Data for this exercise
########################################
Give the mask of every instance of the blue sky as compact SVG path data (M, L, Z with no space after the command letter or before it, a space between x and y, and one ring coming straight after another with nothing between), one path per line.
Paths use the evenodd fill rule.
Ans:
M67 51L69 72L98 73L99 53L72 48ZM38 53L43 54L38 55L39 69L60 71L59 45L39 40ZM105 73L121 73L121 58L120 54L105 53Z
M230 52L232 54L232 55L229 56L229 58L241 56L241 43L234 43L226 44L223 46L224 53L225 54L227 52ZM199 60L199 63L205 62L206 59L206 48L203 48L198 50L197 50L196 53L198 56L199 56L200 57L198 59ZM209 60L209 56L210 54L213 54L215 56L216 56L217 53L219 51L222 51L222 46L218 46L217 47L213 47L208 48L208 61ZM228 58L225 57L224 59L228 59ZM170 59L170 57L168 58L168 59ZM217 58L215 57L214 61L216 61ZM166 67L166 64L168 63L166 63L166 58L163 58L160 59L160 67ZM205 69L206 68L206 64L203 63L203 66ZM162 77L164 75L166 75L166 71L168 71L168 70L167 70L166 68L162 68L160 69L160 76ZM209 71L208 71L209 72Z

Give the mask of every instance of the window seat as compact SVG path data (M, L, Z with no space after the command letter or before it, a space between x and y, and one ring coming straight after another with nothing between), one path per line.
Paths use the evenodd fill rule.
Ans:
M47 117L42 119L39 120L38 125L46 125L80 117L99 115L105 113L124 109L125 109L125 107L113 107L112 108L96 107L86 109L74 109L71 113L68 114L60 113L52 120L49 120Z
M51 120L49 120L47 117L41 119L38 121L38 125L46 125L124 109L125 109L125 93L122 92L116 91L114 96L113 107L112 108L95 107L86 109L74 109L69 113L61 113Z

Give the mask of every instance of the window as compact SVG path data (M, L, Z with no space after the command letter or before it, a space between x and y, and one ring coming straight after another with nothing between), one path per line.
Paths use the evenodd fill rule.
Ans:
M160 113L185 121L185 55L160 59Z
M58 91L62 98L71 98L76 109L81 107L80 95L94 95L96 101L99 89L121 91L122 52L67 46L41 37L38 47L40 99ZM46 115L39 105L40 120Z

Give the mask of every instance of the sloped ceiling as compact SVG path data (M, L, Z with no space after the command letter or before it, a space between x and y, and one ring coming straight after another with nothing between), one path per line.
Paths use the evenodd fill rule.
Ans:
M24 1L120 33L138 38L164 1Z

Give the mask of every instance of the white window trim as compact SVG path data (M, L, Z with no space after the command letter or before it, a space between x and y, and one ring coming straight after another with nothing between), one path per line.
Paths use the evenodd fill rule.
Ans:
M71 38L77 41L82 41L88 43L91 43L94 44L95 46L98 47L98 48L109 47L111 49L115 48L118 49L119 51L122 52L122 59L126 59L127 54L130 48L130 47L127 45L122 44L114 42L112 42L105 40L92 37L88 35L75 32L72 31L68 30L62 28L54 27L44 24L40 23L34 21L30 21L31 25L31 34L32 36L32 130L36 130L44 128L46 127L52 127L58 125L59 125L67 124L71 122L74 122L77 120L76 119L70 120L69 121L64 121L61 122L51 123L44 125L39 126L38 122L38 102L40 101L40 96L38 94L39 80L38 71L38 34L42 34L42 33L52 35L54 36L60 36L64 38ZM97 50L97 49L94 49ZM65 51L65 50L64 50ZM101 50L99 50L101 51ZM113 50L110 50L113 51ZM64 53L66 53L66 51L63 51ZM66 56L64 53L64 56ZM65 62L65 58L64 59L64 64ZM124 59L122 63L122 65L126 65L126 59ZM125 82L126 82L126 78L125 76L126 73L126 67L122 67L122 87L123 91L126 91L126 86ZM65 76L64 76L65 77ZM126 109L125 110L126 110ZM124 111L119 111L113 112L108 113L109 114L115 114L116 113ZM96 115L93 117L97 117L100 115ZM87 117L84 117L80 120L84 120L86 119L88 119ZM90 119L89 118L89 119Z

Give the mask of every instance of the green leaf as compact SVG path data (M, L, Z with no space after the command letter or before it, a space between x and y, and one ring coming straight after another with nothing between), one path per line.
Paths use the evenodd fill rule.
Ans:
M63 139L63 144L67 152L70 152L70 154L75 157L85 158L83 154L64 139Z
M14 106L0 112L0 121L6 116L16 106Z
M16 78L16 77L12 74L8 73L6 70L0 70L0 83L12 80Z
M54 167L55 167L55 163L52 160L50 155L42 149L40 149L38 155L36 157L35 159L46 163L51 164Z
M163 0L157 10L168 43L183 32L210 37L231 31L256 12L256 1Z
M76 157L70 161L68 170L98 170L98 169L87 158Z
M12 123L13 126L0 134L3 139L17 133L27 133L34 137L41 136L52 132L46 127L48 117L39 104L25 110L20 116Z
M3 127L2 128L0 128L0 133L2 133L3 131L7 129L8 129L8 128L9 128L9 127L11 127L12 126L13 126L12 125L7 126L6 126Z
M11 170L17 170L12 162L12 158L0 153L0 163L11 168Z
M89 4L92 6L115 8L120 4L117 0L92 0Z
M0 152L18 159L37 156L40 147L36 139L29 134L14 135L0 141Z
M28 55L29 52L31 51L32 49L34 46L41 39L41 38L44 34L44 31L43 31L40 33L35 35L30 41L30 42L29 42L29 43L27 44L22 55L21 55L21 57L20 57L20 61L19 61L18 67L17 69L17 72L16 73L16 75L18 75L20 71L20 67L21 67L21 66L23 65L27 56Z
########################################
Given problem
Express the entries from the line containing "Give the mask of every instance of the sloped" through the line containing "M24 1L120 33L138 38L164 1Z", inclusive, as a two-column CSV with the header instruction,mask and one row per entry. Put each field in double quotes, with line breaks replaced by spaces.

Final result
instruction,mask
"Give the mask of every instance of the sloped ceiling as compact SVG path data (M, L, Z with no space after the command letter or before it, a space between x and y, and one ring coming straight after another with nothing between), one path per line. Paths use the evenodd fill rule. Ans:","M24 1L120 33L138 38L164 1Z"